• [EXERCISE DIRECTIONS]:
Output exactly the lines from the line with "Could you please point to the concrete" through the end of the records below. Include nothing else.

• [TASK INPUT]:
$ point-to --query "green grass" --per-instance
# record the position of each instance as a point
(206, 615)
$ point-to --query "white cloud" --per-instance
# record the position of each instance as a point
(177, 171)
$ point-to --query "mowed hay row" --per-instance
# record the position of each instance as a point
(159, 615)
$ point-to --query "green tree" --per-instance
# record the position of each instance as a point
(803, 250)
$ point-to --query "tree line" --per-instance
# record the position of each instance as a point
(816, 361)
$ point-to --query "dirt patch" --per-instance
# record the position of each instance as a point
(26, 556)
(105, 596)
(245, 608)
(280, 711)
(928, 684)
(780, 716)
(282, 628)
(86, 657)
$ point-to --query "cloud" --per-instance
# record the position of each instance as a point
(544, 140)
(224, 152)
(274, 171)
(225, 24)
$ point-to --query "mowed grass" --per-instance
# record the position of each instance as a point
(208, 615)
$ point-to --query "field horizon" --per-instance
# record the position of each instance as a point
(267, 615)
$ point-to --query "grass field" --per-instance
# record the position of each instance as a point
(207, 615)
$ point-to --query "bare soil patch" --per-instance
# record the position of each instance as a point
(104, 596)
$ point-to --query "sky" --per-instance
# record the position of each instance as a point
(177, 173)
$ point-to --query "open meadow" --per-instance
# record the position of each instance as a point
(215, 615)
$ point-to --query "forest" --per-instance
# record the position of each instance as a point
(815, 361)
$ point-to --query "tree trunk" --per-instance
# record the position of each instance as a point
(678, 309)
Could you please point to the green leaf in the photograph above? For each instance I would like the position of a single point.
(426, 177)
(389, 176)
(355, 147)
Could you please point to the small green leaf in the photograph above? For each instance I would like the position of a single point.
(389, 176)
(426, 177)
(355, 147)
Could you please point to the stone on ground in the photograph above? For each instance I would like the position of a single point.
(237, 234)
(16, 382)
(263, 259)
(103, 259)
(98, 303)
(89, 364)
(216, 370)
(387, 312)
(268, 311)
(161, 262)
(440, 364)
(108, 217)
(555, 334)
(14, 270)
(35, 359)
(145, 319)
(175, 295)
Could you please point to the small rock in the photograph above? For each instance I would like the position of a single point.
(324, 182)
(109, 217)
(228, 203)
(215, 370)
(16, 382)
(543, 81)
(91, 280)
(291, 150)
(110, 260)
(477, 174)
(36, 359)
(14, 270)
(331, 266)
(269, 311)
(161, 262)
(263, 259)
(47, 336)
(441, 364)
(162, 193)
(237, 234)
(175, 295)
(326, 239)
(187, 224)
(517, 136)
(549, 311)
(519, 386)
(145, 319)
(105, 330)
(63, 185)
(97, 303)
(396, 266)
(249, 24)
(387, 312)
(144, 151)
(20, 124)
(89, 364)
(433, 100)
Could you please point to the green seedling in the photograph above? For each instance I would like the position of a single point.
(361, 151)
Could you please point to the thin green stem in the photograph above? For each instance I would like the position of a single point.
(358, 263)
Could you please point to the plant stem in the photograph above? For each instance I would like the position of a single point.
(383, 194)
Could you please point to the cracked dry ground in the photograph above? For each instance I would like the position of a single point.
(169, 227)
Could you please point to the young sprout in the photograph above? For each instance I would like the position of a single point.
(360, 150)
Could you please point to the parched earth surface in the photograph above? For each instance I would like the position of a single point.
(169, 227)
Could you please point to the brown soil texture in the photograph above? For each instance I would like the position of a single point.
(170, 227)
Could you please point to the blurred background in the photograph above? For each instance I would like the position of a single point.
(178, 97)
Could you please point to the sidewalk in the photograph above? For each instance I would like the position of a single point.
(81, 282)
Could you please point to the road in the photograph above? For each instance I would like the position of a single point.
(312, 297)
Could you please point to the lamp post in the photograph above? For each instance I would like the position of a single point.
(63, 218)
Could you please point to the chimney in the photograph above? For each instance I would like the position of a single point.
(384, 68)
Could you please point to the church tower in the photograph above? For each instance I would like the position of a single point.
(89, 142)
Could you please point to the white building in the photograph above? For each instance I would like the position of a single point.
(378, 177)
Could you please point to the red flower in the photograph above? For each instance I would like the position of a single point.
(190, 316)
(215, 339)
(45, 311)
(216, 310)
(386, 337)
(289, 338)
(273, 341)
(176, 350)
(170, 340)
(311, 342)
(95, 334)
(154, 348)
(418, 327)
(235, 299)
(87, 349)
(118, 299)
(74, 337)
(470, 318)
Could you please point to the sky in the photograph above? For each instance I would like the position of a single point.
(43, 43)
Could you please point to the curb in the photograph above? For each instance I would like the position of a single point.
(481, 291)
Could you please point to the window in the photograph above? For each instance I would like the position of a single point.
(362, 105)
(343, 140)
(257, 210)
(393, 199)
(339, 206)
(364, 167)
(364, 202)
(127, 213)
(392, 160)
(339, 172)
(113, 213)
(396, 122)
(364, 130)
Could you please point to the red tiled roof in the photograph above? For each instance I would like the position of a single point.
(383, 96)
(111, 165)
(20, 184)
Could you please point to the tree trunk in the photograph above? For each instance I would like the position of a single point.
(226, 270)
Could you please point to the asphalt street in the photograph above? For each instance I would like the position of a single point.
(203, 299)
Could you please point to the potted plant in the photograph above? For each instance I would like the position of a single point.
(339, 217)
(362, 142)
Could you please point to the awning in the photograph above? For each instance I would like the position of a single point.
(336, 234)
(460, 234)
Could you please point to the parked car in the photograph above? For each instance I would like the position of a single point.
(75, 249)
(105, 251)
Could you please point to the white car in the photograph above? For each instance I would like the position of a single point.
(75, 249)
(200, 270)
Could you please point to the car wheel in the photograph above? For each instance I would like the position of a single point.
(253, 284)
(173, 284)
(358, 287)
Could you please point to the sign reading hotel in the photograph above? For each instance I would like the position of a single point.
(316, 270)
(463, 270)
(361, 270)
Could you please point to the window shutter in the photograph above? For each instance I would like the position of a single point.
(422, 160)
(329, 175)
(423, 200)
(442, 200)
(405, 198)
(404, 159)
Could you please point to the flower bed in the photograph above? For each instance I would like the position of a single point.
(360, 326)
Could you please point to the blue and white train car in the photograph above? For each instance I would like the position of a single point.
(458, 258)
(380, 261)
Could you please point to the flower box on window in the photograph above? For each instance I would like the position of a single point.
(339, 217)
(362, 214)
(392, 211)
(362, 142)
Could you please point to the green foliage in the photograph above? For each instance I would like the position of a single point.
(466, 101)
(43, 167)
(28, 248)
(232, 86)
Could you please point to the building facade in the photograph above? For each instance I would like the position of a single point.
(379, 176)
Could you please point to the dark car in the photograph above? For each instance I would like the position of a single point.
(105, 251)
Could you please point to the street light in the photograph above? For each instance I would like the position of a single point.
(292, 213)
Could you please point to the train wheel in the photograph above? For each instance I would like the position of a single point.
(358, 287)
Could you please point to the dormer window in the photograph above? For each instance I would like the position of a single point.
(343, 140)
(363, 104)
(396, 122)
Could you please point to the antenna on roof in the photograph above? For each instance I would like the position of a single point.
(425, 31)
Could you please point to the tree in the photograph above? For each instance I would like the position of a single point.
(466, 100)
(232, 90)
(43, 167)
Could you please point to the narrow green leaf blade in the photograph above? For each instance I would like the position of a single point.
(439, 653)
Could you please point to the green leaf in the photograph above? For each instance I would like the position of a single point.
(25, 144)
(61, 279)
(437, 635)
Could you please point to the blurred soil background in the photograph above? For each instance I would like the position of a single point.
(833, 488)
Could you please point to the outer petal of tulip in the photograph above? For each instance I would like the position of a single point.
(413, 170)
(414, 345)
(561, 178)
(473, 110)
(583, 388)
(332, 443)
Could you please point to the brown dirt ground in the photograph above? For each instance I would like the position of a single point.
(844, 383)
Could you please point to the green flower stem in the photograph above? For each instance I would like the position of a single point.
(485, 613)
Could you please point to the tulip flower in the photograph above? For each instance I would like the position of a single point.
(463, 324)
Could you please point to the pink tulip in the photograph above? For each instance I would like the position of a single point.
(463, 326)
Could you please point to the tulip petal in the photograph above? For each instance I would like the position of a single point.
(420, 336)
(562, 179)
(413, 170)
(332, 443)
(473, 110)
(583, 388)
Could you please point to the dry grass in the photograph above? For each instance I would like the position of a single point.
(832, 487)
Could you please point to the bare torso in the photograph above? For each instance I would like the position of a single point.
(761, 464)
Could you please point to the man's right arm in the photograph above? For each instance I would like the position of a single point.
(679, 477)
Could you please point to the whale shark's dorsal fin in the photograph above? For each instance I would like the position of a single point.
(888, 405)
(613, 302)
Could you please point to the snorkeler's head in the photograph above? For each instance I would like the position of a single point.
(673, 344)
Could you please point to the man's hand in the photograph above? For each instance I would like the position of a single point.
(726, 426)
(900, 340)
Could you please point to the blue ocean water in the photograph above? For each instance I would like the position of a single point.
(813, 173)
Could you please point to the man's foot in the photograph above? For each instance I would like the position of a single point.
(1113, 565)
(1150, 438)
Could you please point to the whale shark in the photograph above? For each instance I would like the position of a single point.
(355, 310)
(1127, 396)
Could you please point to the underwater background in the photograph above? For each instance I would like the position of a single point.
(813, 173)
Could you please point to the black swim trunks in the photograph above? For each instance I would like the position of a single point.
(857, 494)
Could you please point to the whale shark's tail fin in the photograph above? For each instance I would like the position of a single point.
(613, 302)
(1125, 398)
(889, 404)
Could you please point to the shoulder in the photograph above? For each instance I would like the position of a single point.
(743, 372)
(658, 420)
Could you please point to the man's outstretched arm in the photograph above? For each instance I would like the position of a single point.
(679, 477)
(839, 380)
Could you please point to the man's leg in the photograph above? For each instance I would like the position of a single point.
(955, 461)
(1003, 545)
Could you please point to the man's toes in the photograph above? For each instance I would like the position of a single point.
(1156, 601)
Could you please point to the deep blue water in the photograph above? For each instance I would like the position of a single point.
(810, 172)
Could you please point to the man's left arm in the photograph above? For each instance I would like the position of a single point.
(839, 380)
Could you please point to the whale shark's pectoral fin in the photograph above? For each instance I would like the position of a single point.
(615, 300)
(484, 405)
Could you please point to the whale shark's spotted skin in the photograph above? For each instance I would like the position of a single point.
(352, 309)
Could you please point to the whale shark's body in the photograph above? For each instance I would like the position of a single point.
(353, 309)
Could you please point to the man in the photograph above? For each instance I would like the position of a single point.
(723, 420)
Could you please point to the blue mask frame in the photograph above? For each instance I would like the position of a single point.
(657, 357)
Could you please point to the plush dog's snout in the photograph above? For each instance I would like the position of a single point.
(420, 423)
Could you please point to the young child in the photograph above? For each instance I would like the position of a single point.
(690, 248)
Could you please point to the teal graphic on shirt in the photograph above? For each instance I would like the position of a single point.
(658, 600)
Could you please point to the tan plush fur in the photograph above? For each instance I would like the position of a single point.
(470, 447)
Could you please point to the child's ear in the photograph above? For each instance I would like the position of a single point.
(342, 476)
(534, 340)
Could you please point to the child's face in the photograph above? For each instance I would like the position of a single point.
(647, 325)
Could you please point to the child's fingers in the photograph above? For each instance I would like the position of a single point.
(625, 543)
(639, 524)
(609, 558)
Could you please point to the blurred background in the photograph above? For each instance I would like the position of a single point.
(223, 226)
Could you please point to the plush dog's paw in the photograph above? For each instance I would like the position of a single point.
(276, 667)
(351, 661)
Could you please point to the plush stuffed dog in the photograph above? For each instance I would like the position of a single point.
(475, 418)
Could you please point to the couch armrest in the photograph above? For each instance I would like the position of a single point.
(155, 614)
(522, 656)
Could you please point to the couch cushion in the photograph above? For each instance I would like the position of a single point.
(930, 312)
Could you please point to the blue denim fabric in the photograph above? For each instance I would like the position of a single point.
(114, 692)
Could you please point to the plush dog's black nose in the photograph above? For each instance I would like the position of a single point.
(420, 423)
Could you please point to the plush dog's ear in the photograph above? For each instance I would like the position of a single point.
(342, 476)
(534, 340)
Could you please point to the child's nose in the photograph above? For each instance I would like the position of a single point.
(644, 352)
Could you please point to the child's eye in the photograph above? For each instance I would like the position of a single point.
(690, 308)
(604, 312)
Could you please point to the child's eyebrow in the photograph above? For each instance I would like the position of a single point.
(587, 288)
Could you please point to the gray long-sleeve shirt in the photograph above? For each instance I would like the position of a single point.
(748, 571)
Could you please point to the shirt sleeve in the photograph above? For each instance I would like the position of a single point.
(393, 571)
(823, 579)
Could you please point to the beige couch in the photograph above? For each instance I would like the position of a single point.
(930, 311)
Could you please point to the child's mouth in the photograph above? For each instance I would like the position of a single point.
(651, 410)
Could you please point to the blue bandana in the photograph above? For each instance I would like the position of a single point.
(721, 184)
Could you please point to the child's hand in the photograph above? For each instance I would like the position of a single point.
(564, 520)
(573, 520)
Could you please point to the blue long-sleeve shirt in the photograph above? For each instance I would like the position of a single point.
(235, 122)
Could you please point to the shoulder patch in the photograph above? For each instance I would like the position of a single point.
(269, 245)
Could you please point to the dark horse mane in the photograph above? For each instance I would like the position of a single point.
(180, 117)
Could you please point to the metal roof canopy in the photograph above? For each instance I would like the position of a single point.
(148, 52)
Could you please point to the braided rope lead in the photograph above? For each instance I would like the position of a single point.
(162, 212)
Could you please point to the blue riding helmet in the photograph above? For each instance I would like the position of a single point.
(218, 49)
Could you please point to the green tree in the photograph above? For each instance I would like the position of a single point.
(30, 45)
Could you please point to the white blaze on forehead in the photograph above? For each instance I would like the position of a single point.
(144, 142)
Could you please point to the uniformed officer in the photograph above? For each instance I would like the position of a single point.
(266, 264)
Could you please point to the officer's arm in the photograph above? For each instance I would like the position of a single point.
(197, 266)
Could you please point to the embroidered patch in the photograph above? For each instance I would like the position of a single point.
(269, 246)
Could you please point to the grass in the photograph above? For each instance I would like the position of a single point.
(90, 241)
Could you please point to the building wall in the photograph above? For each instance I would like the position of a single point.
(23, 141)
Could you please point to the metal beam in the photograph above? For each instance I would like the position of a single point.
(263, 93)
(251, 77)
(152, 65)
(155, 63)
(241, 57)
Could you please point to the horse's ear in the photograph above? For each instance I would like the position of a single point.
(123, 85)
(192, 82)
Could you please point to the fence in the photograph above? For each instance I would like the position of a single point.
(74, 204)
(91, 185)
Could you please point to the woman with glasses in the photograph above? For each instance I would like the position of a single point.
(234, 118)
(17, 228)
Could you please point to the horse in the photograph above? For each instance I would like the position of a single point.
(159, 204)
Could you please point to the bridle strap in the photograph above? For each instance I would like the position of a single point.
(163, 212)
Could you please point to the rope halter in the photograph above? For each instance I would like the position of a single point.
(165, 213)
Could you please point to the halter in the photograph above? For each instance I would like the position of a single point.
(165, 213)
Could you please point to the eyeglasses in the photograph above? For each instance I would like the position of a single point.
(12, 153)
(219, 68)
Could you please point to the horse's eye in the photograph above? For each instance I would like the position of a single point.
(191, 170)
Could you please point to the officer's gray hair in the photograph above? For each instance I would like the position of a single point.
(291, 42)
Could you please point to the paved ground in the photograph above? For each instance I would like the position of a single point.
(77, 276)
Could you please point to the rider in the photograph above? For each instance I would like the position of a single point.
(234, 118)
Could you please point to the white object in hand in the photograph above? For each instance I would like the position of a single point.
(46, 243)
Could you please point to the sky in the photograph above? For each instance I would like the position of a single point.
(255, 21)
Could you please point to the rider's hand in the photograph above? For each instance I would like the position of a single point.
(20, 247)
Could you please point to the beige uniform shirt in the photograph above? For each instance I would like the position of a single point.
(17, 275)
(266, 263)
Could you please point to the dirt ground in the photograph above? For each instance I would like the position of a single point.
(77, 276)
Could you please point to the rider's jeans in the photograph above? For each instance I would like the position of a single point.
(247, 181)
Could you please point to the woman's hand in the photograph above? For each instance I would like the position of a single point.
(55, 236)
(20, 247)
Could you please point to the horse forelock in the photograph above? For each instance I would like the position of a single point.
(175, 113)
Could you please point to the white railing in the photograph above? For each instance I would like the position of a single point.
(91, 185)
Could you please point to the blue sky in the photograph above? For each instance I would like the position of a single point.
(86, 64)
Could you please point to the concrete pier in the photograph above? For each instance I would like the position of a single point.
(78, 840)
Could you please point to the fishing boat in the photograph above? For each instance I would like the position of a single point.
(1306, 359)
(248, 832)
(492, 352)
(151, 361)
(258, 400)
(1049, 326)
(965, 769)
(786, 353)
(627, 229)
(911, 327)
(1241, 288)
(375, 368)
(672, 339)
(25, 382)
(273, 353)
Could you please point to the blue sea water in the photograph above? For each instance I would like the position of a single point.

• [ANSWER TO THIS EXERCISE]:
Could you please point to the concrete pier in the photograph above? For each instance I would like the position of a single point.
(78, 840)
Could you please point to the fishing boat in the photograph above? For each instance I would like the position of a single point.
(1306, 359)
(248, 832)
(492, 352)
(151, 361)
(258, 400)
(1049, 326)
(965, 769)
(786, 353)
(627, 229)
(911, 327)
(1241, 288)
(375, 368)
(672, 339)
(25, 382)
(273, 353)
Could you please point to the blue sea water in the photograph above? For each instance I would like the position of a single point.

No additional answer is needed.